**DIRECTIVE**
Could you output all of the data below as a numbered list, leaving out any blank lines?

Detection annotation records:
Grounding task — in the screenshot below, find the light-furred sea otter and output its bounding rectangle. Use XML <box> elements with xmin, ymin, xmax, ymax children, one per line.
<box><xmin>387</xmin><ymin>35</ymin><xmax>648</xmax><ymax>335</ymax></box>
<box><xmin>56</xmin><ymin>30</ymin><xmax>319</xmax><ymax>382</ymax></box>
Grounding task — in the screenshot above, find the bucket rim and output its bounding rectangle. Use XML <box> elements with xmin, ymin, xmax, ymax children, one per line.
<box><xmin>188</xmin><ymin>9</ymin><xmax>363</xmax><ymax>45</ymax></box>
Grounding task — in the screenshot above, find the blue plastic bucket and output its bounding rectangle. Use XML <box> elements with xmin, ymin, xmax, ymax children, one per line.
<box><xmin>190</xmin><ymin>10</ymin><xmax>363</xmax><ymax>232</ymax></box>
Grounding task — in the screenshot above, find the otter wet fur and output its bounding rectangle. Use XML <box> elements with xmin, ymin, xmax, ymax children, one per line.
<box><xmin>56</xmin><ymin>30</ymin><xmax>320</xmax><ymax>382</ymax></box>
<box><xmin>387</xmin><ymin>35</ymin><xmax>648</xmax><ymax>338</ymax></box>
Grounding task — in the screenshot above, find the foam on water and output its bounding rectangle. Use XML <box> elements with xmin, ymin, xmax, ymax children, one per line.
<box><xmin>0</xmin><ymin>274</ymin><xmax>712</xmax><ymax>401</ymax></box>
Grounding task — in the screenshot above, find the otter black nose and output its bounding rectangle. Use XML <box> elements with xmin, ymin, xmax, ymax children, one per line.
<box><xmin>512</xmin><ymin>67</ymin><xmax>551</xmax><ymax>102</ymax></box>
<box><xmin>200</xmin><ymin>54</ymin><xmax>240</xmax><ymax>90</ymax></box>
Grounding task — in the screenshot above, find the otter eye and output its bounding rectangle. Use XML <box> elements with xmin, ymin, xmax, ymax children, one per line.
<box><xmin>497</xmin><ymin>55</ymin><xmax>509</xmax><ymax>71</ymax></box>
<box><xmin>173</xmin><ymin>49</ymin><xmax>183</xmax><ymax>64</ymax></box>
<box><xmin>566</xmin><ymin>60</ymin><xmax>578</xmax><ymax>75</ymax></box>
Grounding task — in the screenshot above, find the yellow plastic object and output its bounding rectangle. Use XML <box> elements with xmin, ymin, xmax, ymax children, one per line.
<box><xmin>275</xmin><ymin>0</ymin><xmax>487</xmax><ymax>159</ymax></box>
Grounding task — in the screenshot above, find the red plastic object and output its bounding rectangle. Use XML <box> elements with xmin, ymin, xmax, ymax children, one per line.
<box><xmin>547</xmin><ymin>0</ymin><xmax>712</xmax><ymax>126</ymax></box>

**TASK OUTPUT**
1. Grounding task — in the screenshot below, find the light-furred sea otter and output its bounding rectangle. Use XML <box> elements with xmin, ymin, xmax, ymax children, one per line.
2. <box><xmin>387</xmin><ymin>35</ymin><xmax>648</xmax><ymax>335</ymax></box>
3. <box><xmin>56</xmin><ymin>30</ymin><xmax>319</xmax><ymax>382</ymax></box>
4. Grounding task — in the screenshot above, find the bucket rim and output its bounding rectangle. Use XML <box> elements with xmin, ymin, xmax, ymax children, one per line.
5. <box><xmin>188</xmin><ymin>9</ymin><xmax>363</xmax><ymax>45</ymax></box>
6. Grounding task — in the screenshot above, find the blue plastic bucket and output its bounding rectangle. Use XML <box> elements with xmin, ymin, xmax, ymax children, one per line.
7. <box><xmin>190</xmin><ymin>10</ymin><xmax>363</xmax><ymax>232</ymax></box>
8. Grounding task — in the screenshot above, find the otter wet fur and output its bounding rectangle. Use XML <box> elements with xmin, ymin, xmax, ymax children, one per line.
9. <box><xmin>56</xmin><ymin>30</ymin><xmax>320</xmax><ymax>382</ymax></box>
10. <box><xmin>387</xmin><ymin>35</ymin><xmax>648</xmax><ymax>338</ymax></box>
11. Grounding task — in the screenshot above, find the foam on water and output its bounding rectangle. Use XML <box> elements with xmin, ymin, xmax, ymax children, one per line.
12. <box><xmin>0</xmin><ymin>274</ymin><xmax>712</xmax><ymax>401</ymax></box>
13. Grounding task — in the screenshot above, find the otter black nose and output its bounding rectangle. Use XML <box> elements with xmin, ymin, xmax, ymax children, one per line.
14. <box><xmin>512</xmin><ymin>67</ymin><xmax>551</xmax><ymax>102</ymax></box>
15. <box><xmin>200</xmin><ymin>54</ymin><xmax>240</xmax><ymax>90</ymax></box>
16. Grounding task — in the screenshot above, find the otter eye and output its bounding rectangle. Use XML <box> elements with xmin, ymin, xmax, ymax children, one per line.
17. <box><xmin>497</xmin><ymin>55</ymin><xmax>509</xmax><ymax>71</ymax></box>
18. <box><xmin>173</xmin><ymin>49</ymin><xmax>183</xmax><ymax>64</ymax></box>
19. <box><xmin>566</xmin><ymin>60</ymin><xmax>578</xmax><ymax>75</ymax></box>
20. Grounding task — in the screenshot above, find the yellow plastic object and output its bounding rectangle. Use XML <box> elements with xmin, ymin, xmax, ymax children, one per line.
21. <box><xmin>275</xmin><ymin>0</ymin><xmax>487</xmax><ymax>159</ymax></box>
22. Grounding task — in the screenshot above, find the red plastic object and output its bounding rectangle. Use XML <box> elements with xmin, ymin, xmax, ymax children, one per line.
23. <box><xmin>547</xmin><ymin>0</ymin><xmax>712</xmax><ymax>126</ymax></box>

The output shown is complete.